EXERCISE MATERIALS: Begin

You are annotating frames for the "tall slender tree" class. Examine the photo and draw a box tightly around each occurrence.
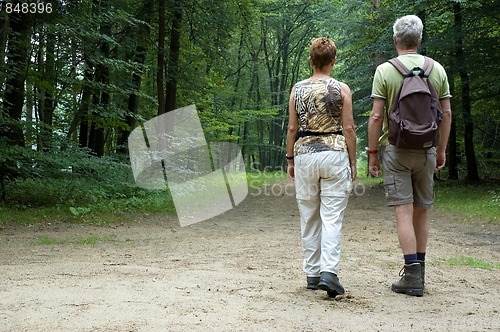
[157,0,166,115]
[165,0,183,113]
[453,1,479,181]
[2,12,33,147]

EXERCISE MATERIALS: End

Return every entry above word for word, and include no images.

You are annotating frames for the "tall slender tree" class. Examine the photo and draw a box tightly around each occurrence.
[157,0,166,115]
[165,0,183,113]
[453,1,479,181]
[2,12,33,147]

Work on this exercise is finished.